▶ [Text to read]
** Begin **

Deputy Minister of Domestic Trade, Co-operatives and Consumerism
- In office 10 April 2009 – 15 May 2013 Serving with Rohani Abdul Karim (2010–2013)
- Monarchs: Mizan Zainal Abidin Abdul Halim
- Prime Minister: Abdullah Ahmad Badawi Najib Razak
- Minister: Ismail Sabri Yaakob
- Preceded by: Jelaing Mersat (Domestic Trade, Consumerism) Saifuddin Abdullah (Co-operatives)
- Succeeded by: Ahmad Bashah Md Hanipah
- Constituency: Gerik

Deputy Minister of Information
- In office 19 March 2008 – 8 April 2009
- Monarch: Mizan Zainal Abidin
- Prime Minister: Abdullah Ahmad Badawi
- Minister: Ahmad Shabery Cheek
- Preceded by: Ahmad Zahid Hamidi Chia Kwang Chye
- Succeeded by: Heng Seai Kie as Deputy Minister of Information, Communications and Culture I Joseph Salang Gandum as Deputy Minister of Information, Communications and Culture II
- Constituency: Gerik

Member of the Malaysian Parliament for Gerik
- In office 8 March 2008 – 5 May 2013
- Preceded by: Wan Hashim Wan Teh (BN–UMNO)
- Succeeded by: Hasbullah Osman (BN–UMNO)
- Majority: 5,573 (2008)

Member of the Malaysian Parliament for Bukit Gantang
- In office 21 March 2004 – 8 March 2008
- Preceded by: Abdullah Fadzil Che Wan (BN–UMNO)
- Succeeded by: Roslan Shaharum (PAS)
- Majority: 8,888 (2004)

Personal details
- Born: 14 November 1958 (age 67) Malacca, Federation of Malaya (now Malaysia)
- Party: Parti Gerakan Rakyat Malaysia (Gerakan)
- Other political affiliations: Barisan Nasional (BN)
- Occupation: Politician

= Tan Lian Hoe =

Malaysian politician (born 1958)

Tan Lian Hoe (陳蓮花 (陈莲花, Chén Liánhuā); born 14 November 1958) is a Malaysian politician. She was a Member of Parliament of Malaysia from 2004 to 2013. She was a member of the Malaysian People's Movement Party (Gerakan), a former component party in the then-ruling Barisan Nasional (BN) coalition (nowadays it is a component party of the Perikatan Nasional coalition since 2020).

** End **

▶ [What you need to do]
According to the profile of Tan Lian Hoe, which constituency did she represent in the Malaysian Parliament from 2004 to 2008?

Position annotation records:
** Begin **

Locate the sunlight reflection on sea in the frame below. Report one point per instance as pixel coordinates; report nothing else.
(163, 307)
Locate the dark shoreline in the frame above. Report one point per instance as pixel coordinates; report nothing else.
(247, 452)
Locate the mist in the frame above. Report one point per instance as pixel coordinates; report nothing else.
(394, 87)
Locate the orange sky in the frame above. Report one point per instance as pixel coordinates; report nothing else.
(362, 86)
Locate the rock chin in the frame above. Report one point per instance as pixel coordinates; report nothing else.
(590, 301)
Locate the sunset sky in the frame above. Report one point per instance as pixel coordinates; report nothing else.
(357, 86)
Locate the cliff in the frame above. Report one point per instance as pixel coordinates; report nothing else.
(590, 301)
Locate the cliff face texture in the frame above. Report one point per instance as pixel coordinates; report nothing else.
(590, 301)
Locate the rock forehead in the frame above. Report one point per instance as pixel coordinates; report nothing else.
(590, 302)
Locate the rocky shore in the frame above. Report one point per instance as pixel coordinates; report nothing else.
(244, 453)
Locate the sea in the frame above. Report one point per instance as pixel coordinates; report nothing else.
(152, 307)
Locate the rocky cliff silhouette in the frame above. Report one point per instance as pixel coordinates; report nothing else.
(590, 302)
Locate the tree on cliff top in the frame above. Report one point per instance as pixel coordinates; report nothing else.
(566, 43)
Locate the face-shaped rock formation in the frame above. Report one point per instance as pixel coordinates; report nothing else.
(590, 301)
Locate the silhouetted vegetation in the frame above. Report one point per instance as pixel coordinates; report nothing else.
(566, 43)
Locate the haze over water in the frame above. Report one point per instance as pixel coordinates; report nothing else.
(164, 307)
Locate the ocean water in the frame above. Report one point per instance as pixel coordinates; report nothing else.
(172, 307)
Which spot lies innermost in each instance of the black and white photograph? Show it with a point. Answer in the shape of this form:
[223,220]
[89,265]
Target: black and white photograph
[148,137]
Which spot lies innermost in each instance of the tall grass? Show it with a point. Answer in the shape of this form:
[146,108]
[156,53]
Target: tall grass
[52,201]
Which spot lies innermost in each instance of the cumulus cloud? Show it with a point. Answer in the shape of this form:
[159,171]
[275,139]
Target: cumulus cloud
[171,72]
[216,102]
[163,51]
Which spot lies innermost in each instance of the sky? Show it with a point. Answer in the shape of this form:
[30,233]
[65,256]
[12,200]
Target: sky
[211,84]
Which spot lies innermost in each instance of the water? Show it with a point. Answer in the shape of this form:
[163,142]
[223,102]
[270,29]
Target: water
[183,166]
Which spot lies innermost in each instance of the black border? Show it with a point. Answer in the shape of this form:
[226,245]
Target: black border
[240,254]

** End **

▶ [Solution for this exercise]
Bukit Gantang